───── RECORDS FOR THIS TASK
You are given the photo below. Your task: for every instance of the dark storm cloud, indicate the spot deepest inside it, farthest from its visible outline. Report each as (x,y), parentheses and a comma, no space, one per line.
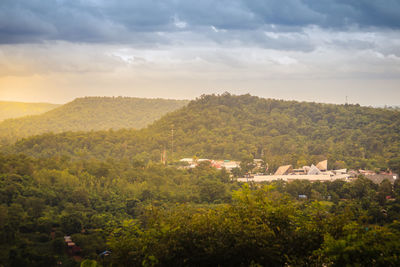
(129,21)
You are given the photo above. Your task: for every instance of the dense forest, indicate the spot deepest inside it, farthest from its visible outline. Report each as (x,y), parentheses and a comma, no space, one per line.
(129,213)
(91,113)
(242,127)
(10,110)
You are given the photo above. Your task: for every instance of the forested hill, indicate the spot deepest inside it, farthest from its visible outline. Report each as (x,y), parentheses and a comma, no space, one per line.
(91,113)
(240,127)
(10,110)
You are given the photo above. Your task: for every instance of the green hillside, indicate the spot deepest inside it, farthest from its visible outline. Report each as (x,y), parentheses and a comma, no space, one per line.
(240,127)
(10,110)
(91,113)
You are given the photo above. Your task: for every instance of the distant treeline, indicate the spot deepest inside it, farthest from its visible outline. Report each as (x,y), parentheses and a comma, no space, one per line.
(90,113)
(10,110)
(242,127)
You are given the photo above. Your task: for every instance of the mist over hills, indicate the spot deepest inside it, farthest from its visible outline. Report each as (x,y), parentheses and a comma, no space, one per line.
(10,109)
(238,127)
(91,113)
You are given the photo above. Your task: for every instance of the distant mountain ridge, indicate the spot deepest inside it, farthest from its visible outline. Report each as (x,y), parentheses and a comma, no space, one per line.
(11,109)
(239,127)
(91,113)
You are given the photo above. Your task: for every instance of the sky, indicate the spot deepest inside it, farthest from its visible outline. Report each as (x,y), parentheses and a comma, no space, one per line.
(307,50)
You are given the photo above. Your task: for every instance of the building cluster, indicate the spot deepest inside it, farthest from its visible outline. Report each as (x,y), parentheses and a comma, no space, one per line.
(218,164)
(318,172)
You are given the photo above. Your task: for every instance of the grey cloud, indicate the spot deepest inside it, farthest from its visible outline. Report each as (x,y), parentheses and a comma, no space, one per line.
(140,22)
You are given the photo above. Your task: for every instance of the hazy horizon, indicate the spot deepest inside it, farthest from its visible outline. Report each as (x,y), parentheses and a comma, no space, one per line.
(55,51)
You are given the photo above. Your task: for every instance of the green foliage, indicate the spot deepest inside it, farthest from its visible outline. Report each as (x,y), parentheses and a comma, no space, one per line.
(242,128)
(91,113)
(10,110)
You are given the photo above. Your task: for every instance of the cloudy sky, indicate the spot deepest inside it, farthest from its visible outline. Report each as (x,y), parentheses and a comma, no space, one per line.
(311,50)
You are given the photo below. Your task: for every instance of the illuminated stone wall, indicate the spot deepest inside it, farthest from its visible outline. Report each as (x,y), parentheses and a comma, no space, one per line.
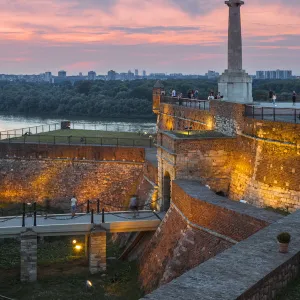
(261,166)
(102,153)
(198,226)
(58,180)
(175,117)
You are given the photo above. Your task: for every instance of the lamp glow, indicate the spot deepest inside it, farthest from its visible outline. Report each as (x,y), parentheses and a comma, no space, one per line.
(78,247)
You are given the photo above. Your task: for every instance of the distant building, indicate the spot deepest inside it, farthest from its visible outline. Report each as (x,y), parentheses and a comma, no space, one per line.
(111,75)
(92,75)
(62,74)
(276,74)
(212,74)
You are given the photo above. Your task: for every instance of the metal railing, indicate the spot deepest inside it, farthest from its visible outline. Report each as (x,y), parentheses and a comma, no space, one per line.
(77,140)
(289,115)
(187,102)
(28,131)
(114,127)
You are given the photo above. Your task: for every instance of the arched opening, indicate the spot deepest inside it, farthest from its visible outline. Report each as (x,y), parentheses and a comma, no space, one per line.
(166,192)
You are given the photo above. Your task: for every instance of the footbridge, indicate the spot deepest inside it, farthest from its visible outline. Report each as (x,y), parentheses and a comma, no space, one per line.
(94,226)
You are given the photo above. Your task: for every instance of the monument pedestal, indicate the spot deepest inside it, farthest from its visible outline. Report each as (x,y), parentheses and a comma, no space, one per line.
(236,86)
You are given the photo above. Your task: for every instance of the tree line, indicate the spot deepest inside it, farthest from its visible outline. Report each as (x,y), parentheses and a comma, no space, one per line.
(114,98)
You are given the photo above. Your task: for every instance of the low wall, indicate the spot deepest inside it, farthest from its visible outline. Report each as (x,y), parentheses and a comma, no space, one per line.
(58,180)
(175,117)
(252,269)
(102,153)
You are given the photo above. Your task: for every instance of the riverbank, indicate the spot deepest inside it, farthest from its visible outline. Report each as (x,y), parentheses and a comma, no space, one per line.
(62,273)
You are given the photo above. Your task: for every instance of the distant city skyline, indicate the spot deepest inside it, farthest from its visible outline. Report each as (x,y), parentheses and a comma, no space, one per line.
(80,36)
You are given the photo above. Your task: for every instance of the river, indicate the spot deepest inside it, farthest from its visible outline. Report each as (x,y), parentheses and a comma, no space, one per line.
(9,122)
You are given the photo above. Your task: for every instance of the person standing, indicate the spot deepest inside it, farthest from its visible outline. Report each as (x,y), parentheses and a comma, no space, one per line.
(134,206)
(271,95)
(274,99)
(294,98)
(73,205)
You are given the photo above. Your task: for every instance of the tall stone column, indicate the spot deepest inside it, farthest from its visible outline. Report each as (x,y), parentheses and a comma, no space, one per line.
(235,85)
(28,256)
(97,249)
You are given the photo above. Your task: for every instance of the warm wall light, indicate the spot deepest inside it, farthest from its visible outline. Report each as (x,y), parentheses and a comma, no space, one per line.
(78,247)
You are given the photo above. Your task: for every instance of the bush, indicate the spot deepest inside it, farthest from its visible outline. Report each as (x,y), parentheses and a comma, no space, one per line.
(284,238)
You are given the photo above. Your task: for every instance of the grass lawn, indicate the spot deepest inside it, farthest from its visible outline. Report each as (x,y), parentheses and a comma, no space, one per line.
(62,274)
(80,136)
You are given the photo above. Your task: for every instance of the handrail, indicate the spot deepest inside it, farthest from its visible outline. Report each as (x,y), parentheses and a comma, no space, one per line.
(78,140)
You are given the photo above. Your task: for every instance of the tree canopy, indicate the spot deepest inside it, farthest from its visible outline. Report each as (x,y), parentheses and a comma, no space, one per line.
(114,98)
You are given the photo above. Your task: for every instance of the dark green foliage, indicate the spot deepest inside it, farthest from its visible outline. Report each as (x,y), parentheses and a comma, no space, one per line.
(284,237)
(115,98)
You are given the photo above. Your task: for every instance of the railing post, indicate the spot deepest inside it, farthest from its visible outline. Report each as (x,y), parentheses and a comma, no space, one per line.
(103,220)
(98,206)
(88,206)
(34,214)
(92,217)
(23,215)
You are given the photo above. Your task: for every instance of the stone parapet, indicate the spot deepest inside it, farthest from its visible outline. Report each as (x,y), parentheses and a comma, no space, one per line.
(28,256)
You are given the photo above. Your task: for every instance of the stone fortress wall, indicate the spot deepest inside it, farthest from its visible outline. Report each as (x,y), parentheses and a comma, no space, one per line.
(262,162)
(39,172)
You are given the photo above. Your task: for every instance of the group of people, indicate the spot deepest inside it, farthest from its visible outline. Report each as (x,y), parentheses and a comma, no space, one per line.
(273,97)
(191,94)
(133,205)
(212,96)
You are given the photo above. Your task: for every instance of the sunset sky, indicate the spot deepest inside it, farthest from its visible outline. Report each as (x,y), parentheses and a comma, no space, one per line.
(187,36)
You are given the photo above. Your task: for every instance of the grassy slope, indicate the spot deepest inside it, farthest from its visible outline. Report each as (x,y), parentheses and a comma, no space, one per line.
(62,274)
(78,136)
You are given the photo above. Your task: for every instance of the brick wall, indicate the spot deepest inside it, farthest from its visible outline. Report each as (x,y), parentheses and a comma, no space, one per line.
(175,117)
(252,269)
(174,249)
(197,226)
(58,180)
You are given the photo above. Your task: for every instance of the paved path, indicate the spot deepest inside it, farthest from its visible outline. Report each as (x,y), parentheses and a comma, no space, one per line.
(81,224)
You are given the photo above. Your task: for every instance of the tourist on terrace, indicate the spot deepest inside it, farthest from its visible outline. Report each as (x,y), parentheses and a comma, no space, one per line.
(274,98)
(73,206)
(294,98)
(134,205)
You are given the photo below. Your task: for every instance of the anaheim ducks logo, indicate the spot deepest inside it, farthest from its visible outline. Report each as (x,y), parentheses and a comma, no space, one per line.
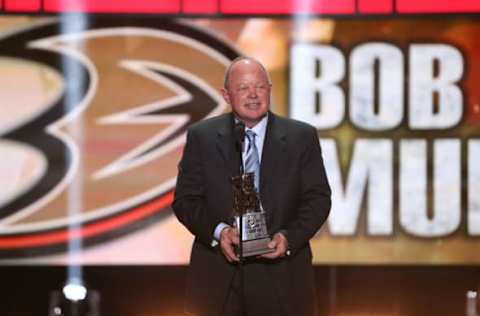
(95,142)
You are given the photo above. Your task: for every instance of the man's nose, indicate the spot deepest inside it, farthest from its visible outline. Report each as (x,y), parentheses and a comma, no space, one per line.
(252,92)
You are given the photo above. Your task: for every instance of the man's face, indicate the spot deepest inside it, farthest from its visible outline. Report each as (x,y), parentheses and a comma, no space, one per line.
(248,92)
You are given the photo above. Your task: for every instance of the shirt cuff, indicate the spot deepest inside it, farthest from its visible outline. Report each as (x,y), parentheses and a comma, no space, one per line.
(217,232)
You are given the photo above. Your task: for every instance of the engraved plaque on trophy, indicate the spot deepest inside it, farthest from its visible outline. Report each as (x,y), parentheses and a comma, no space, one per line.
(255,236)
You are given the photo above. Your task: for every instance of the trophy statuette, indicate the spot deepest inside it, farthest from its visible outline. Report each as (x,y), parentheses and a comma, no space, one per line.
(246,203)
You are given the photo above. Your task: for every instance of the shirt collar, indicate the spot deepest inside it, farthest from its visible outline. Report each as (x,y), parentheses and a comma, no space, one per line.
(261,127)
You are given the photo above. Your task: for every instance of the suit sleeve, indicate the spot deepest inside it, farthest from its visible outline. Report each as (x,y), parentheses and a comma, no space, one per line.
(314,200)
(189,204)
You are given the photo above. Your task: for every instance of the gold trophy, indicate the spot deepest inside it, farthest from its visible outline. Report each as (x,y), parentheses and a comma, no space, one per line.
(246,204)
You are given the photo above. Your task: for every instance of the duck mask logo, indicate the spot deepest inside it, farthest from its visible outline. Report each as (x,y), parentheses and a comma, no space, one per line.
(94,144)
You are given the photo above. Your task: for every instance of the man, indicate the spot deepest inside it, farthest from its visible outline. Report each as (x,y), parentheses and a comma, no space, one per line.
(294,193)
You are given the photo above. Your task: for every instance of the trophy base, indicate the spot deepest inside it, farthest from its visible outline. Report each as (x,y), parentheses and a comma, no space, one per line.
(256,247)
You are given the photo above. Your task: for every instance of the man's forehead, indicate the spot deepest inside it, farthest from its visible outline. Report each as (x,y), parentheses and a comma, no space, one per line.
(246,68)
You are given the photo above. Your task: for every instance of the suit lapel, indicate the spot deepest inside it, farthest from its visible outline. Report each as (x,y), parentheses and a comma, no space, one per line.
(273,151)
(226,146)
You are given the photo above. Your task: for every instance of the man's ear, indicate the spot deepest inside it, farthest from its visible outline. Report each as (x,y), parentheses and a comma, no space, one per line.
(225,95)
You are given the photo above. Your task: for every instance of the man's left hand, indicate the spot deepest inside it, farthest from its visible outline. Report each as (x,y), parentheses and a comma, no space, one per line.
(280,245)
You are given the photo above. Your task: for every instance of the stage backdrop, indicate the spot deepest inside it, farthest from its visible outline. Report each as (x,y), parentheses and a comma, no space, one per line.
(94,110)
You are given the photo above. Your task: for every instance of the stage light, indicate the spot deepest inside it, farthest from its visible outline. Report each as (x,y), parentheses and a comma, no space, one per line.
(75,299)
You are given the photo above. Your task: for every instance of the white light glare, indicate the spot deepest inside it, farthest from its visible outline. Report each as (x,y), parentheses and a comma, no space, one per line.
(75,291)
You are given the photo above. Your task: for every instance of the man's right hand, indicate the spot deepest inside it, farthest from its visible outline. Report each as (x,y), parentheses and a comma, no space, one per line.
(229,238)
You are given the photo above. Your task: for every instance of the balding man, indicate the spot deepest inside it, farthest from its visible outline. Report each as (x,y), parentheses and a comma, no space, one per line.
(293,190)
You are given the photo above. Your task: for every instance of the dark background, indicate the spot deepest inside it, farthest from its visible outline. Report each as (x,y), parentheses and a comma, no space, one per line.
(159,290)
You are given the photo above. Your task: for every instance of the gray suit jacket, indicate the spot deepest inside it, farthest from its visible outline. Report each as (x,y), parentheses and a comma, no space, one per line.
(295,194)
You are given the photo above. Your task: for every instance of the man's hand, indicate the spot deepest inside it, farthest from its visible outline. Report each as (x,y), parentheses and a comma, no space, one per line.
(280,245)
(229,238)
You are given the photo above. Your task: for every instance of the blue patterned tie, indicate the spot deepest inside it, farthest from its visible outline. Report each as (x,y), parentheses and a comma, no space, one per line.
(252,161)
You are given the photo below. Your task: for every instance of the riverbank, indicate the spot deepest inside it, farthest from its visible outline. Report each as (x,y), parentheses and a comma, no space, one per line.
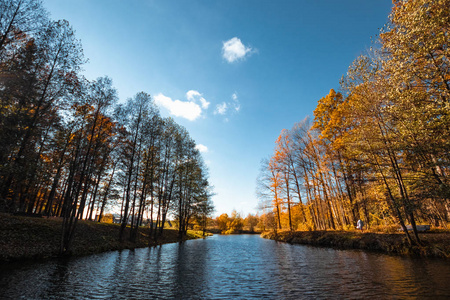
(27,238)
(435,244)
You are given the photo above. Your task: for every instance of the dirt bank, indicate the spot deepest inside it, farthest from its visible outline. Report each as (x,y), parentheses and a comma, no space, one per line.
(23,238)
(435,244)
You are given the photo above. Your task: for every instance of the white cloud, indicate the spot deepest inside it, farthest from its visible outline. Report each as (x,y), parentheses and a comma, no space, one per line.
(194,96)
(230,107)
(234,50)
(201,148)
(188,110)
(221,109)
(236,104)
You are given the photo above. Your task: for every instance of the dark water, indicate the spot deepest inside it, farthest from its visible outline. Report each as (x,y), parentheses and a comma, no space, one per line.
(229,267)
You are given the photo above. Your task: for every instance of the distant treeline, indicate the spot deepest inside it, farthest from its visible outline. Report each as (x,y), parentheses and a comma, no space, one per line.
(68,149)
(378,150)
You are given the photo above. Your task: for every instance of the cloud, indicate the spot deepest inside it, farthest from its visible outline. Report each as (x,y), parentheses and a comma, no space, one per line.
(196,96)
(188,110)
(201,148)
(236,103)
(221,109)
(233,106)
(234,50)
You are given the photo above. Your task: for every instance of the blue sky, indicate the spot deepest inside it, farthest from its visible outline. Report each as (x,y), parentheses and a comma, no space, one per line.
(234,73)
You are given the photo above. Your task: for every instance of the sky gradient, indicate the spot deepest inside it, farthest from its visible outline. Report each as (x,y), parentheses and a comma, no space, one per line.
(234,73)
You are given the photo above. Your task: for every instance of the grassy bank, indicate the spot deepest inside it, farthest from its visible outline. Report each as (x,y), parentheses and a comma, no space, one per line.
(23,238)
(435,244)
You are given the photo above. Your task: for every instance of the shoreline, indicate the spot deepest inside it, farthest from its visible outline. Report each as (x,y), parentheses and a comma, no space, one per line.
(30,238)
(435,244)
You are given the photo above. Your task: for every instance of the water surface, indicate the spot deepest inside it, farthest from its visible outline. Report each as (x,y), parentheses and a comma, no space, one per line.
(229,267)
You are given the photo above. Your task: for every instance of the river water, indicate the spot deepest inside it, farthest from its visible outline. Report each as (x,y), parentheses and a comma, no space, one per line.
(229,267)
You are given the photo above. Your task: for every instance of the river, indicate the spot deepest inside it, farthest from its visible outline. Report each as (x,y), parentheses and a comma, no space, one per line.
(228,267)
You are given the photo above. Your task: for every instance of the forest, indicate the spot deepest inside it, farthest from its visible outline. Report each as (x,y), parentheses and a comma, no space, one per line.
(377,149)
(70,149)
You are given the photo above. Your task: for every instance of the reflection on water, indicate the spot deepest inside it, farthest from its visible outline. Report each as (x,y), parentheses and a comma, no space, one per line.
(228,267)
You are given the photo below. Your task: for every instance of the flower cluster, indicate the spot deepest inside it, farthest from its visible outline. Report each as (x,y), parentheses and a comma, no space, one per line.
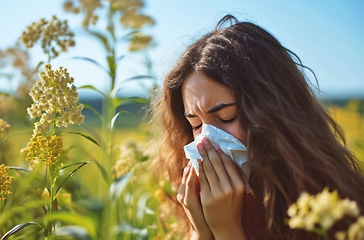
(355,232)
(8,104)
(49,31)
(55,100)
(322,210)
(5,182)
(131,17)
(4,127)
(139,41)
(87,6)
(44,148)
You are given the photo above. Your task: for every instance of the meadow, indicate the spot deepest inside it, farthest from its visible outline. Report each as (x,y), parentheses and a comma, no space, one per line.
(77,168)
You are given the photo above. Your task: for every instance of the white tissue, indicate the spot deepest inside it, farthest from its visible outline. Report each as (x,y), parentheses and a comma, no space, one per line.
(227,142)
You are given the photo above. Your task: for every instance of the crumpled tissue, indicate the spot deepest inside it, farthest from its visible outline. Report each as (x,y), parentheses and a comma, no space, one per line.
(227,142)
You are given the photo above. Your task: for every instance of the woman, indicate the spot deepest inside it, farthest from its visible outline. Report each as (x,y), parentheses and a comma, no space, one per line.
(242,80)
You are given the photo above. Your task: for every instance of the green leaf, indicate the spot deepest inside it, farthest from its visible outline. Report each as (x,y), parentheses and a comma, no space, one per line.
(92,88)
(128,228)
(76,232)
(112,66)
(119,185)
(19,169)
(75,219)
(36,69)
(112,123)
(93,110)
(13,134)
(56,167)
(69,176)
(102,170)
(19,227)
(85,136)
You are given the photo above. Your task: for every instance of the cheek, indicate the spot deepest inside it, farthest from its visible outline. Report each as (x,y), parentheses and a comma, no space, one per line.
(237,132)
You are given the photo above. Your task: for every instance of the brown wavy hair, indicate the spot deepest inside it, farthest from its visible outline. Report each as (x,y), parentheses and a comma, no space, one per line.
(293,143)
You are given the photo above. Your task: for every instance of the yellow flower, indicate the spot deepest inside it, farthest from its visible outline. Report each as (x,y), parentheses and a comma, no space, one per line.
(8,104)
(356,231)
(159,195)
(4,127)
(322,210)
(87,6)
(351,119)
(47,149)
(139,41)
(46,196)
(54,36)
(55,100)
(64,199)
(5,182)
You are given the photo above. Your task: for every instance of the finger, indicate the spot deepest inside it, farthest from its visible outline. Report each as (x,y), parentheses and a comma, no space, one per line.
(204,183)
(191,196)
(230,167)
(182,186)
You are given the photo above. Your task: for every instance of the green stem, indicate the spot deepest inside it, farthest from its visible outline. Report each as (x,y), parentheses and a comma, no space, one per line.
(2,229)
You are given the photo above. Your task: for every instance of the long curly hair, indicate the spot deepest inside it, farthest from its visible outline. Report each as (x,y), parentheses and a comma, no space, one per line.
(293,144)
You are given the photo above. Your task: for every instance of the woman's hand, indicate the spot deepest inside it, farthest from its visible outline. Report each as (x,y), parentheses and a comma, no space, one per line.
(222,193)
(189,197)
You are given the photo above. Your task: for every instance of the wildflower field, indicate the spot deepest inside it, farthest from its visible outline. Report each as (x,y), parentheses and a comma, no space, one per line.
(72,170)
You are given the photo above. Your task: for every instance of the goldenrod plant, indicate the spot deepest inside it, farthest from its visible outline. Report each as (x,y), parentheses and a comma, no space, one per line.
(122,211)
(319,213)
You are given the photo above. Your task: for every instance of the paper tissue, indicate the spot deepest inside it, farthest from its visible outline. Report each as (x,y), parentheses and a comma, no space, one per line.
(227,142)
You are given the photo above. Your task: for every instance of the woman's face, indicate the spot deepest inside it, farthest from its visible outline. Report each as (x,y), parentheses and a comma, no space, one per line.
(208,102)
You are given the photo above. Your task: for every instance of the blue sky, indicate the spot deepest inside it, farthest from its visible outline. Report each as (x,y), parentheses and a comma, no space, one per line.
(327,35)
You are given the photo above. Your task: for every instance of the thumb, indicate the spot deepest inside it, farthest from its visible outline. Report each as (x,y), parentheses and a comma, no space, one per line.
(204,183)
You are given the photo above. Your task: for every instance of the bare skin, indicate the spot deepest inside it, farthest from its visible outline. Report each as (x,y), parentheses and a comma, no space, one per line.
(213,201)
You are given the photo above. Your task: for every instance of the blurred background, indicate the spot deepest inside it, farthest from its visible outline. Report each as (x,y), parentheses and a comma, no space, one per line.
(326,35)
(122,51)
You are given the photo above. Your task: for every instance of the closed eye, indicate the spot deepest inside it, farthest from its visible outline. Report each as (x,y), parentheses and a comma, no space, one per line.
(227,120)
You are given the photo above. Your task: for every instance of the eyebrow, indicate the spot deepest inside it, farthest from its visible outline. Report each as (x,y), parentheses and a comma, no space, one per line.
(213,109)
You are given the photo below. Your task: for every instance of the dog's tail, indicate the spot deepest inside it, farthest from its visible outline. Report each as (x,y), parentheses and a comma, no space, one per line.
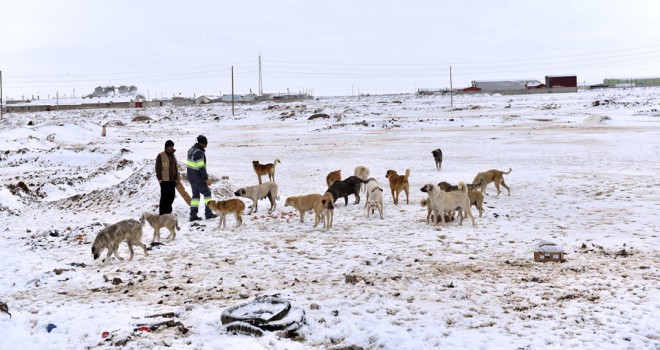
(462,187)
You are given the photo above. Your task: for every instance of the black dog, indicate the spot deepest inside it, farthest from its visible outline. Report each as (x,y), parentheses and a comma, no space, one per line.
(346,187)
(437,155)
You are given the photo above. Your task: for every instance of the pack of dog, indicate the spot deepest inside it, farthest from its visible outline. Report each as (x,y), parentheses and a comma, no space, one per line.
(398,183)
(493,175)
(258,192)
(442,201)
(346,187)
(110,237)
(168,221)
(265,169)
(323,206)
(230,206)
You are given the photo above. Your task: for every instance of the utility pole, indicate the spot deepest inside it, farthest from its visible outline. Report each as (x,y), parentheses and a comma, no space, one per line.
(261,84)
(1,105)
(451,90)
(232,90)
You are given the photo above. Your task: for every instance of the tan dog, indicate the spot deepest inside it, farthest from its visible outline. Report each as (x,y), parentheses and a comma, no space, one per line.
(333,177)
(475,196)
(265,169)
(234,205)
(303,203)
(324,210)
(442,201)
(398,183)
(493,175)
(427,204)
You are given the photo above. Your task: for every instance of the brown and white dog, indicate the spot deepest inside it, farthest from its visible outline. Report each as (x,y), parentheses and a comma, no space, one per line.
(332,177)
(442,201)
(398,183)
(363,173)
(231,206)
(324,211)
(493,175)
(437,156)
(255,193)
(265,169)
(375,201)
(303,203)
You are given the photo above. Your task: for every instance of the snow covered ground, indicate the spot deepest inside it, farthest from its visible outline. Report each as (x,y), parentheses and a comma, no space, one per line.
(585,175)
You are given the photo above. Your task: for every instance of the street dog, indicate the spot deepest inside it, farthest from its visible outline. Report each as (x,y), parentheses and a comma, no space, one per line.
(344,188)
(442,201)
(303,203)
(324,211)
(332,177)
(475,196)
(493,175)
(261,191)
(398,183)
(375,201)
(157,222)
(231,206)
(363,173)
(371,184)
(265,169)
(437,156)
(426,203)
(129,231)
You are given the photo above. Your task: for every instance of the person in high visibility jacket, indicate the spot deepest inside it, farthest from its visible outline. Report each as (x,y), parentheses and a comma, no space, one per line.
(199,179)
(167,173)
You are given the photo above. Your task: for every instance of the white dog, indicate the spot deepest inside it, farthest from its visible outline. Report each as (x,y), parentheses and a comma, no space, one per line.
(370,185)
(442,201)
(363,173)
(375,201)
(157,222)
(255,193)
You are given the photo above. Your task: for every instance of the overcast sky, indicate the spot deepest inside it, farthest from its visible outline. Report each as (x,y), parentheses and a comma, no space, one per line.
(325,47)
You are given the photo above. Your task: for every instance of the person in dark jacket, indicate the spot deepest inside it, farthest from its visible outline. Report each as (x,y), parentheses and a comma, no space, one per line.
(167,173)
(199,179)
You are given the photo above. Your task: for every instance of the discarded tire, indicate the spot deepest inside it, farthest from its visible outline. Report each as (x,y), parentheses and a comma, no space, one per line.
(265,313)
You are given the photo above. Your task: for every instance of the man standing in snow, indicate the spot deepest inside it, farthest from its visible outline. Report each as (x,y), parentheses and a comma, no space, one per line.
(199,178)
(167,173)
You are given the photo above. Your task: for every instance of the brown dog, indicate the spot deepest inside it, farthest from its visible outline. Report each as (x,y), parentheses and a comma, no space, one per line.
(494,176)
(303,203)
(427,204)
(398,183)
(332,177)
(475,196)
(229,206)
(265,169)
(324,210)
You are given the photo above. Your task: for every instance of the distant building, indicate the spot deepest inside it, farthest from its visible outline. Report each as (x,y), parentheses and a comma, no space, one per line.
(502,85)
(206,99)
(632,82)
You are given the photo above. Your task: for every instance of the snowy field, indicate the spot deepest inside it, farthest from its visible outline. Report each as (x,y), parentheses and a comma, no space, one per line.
──────────
▶ **WORK TO COMPLETE**
Please report every line above that contains the word "brown", copying each one in full.

▶ **RESULT OF THE TASK**
You are given the photo above. Your task: for every instance of the brown wavy hair, indicate the spot deepest inside it, farthest from its visible outline. Report each as (x,y), parentheses and a comma, no space, one per line.
You are given the photo above. Your task: for every instance of the brown and white dog, indicate the spot deepest inside it, farthest from its visible outline. Report each as (x,y), parentheses and a comma, no space, one per line.
You are given the photo above. Your task: for every instance of the brown dog, indicate the spot deepest inside it, farthest from its visible outline. Report each as (x,y), parentheses and a comma, no space, one per line.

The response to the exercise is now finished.